>> START TASK MATERIAL
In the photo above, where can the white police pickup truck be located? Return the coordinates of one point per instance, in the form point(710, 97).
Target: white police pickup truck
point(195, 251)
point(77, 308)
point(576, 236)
>> END TASK MATERIAL
→ **GIVEN TASK**
Format the listing above as a Markdown table with the columns Row and Listing line, numbering each line in order and leaving out any blank lines.

→ **RESPONSE TO THE EXERCISE**
| Row | Listing line |
|---|---|
| 1 | In the photo above, where can the white police pickup truck be located? Return the coordinates of one point per instance, in the form point(710, 97). |
| 2 | Target: white police pickup truck |
| 3 | point(195, 251) |
| 4 | point(77, 308) |
| 5 | point(576, 236) |